→ **Requirement**: Retype the whole listing below precisely.

→ **Material provided**:
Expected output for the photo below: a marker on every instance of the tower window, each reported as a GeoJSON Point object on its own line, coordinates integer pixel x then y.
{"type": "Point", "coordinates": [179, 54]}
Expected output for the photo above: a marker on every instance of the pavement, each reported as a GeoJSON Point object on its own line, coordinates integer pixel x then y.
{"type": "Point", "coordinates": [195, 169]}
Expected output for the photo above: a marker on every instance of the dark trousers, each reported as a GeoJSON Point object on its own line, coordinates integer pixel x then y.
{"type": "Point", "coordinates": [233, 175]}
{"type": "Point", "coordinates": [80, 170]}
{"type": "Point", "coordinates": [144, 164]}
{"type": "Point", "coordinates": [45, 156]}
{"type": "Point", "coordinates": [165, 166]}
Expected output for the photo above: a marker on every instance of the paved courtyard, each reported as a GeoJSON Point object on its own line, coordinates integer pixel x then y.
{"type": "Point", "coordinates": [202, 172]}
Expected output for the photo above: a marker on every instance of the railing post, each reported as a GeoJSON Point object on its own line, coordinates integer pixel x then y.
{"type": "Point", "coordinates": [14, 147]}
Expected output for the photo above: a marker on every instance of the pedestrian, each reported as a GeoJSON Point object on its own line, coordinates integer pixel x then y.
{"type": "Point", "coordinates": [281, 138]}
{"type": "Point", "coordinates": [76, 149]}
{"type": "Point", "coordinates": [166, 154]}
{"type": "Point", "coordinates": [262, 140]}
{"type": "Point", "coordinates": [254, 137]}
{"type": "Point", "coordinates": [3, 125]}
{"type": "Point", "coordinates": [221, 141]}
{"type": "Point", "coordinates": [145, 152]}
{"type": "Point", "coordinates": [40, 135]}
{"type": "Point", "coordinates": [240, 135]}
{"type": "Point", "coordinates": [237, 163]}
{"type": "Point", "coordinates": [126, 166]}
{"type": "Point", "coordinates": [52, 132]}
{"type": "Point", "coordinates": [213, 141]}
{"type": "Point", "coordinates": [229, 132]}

→ **Response below**:
Expected output for the photo below: a marker on every instance of the tower window, each reported as a GeoJSON Point object on its own line, coordinates integer pixel x then y.
{"type": "Point", "coordinates": [179, 54]}
Expected output for the photo above: a marker on every instance of the pavement, each reported as a GeoJSON Point object on its own line, coordinates integer pixel x then y.
{"type": "Point", "coordinates": [195, 169]}
Expected output for the photo above: a marker on every instance of the dark trousers, each reported as a GeoJSON Point object on its own line, coordinates integer pixel x then y.
{"type": "Point", "coordinates": [233, 175]}
{"type": "Point", "coordinates": [80, 170]}
{"type": "Point", "coordinates": [144, 164]}
{"type": "Point", "coordinates": [45, 156]}
{"type": "Point", "coordinates": [165, 166]}
Expected output for the photo above: a marker on every instance of the paved courtyard, each reported as a GeoJSON Point object on its own line, coordinates integer pixel x then y.
{"type": "Point", "coordinates": [202, 172]}
Expected output for the photo above: a marker on every instance of the railing post, each reported as a GeoJSON Point object on its own line, coordinates integer pixel x then y.
{"type": "Point", "coordinates": [14, 147]}
Expected output for the photo above: a marker on every instance of the pedestrian, each reported as a GeoJSON Point object on its own line, coordinates integer pixel x then y.
{"type": "Point", "coordinates": [281, 138]}
{"type": "Point", "coordinates": [76, 149]}
{"type": "Point", "coordinates": [166, 154]}
{"type": "Point", "coordinates": [262, 140]}
{"type": "Point", "coordinates": [254, 137]}
{"type": "Point", "coordinates": [3, 125]}
{"type": "Point", "coordinates": [221, 141]}
{"type": "Point", "coordinates": [145, 152]}
{"type": "Point", "coordinates": [40, 135]}
{"type": "Point", "coordinates": [240, 135]}
{"type": "Point", "coordinates": [237, 163]}
{"type": "Point", "coordinates": [126, 166]}
{"type": "Point", "coordinates": [52, 132]}
{"type": "Point", "coordinates": [213, 141]}
{"type": "Point", "coordinates": [229, 132]}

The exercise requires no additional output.